====== DATA TO PROCESS ======

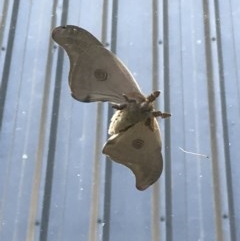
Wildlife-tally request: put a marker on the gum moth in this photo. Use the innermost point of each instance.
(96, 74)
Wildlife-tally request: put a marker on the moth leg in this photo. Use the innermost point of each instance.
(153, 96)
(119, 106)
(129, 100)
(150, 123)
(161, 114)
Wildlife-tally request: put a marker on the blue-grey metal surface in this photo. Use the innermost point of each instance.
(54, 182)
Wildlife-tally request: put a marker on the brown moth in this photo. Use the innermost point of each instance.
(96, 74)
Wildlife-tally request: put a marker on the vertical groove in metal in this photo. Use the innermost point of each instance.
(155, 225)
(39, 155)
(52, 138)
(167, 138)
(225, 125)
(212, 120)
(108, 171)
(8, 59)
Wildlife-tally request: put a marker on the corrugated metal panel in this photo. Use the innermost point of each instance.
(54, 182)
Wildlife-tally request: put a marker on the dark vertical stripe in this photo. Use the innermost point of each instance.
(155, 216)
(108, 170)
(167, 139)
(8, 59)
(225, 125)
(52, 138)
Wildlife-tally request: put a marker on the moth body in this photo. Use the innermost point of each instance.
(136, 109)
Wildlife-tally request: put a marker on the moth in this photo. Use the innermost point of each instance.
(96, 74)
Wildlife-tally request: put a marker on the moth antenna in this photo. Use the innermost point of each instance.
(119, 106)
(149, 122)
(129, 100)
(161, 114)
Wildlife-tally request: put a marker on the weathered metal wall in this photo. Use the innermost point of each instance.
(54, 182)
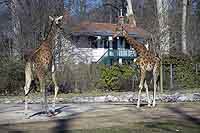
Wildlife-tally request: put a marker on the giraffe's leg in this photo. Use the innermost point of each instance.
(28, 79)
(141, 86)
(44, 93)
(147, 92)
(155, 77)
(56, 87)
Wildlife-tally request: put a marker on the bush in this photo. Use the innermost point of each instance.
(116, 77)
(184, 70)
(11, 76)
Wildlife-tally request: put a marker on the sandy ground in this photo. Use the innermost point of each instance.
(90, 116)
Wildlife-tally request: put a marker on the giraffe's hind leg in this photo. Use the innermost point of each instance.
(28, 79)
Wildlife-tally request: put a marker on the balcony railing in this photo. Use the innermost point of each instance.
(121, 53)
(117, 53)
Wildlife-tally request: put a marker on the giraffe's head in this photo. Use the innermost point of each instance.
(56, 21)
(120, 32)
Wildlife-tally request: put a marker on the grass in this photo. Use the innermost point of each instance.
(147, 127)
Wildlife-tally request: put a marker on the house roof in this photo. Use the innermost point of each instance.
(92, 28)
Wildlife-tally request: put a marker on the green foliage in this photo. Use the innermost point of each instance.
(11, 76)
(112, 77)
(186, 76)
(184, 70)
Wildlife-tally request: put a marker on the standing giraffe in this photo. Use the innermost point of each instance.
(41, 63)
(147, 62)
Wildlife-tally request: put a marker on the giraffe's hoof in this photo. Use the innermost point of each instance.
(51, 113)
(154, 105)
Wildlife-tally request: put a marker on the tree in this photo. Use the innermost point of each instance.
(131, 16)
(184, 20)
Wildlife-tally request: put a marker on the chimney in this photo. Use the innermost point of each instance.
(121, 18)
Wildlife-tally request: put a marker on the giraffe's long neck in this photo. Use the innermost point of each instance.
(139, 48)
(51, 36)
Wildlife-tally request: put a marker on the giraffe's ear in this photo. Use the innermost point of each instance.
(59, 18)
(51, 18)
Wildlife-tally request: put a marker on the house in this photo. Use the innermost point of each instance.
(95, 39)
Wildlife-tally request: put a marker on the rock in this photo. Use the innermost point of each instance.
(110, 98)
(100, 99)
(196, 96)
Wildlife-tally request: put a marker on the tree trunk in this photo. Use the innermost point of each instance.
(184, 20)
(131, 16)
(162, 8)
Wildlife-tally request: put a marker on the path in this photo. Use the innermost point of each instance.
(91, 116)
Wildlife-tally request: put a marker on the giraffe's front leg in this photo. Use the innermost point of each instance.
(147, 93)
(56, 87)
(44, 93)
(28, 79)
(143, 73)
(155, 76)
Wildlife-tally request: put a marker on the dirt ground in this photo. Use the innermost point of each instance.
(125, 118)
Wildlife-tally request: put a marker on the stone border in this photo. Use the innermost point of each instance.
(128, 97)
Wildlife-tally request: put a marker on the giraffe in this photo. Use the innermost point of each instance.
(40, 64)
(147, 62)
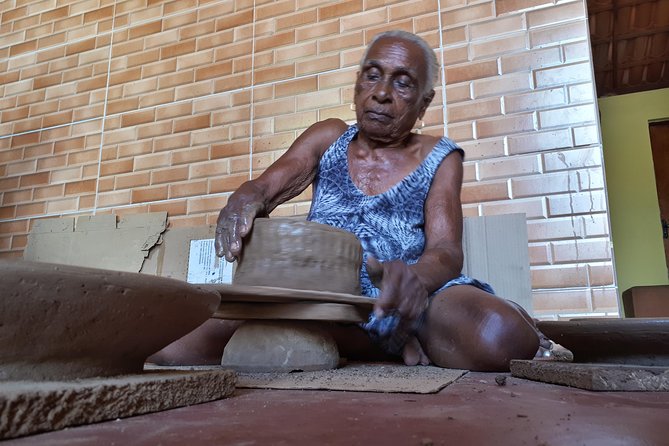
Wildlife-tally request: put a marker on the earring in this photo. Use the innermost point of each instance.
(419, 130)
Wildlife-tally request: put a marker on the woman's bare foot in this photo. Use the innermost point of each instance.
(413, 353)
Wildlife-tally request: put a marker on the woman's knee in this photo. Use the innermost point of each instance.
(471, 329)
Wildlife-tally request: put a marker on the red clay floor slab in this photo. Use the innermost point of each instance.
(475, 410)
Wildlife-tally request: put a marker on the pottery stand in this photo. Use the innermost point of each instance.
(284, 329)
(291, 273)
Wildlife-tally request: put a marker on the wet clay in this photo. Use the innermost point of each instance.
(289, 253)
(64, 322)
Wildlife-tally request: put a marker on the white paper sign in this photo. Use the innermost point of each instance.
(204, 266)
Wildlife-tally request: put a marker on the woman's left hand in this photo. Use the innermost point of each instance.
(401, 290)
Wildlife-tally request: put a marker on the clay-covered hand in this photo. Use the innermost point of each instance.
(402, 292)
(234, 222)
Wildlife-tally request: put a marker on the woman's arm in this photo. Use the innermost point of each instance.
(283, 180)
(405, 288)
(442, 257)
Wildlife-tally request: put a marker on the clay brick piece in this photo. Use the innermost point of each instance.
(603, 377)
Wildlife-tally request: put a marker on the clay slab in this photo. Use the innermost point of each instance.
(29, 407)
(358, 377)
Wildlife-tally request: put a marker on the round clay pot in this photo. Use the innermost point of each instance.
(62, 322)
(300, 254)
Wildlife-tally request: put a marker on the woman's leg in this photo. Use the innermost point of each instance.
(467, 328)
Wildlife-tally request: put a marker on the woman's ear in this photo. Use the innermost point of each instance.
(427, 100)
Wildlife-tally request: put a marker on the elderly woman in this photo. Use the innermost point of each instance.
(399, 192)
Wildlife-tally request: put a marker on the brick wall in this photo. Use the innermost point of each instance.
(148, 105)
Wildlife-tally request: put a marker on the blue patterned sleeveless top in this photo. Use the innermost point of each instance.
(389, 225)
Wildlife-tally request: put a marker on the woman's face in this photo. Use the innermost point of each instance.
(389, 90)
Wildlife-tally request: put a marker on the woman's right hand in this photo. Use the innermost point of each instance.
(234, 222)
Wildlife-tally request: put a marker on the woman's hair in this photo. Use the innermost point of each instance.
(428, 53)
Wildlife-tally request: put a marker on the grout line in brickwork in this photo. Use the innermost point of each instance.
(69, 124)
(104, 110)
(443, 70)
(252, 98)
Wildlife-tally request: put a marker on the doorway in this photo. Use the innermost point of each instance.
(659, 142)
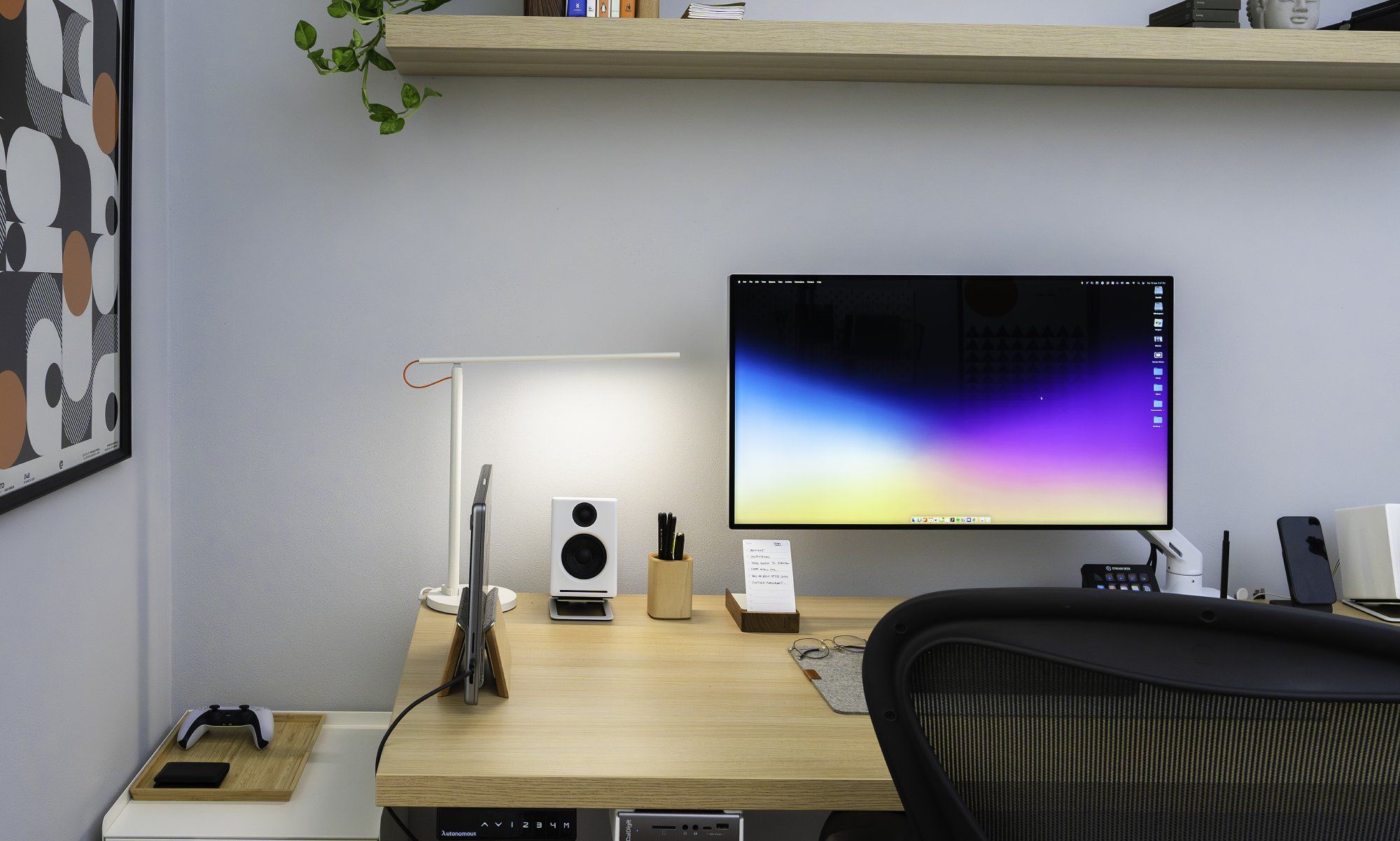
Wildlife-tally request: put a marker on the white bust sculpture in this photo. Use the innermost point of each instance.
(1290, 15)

======

◆ **GIVEN REQUEST**:
Pass over all pictures while writing out the lines from the line with "Wildlife-tally request: put a marker on the blue patterned" through the last line exactly.

◆ **WRITTEN SOLUTION**:
Wildlife-tally request: put a marker on the blue patterned sleeveless top in this photo. Use the innermost point of each instance.
(389, 225)
Wildlife-tally request: put a marker on the woman's face in this photo. Use the innermost point of each instance.
(389, 90)
Wildlife-tally request: put a marker on the woman's right hand in this photo. Use the innermost point of each instance.
(234, 222)
Wildlife-tally request: put a marker on the woman's hair in this photo. Use the innermost point of each instance.
(428, 53)
Wildlife-tally request: put a marker on the grout line in brickwork in this photo. Use the innermost point of each instance.
(69, 124)
(104, 110)
(443, 70)
(252, 98)
Wildlife-tally request: put a marker on the doorway in this photo. Use the innermost point of each instance.
(659, 142)
Wildlife-tally request: put a marker on the white bust sculpture in this photo. Use the innermost point of each instance.
(1290, 15)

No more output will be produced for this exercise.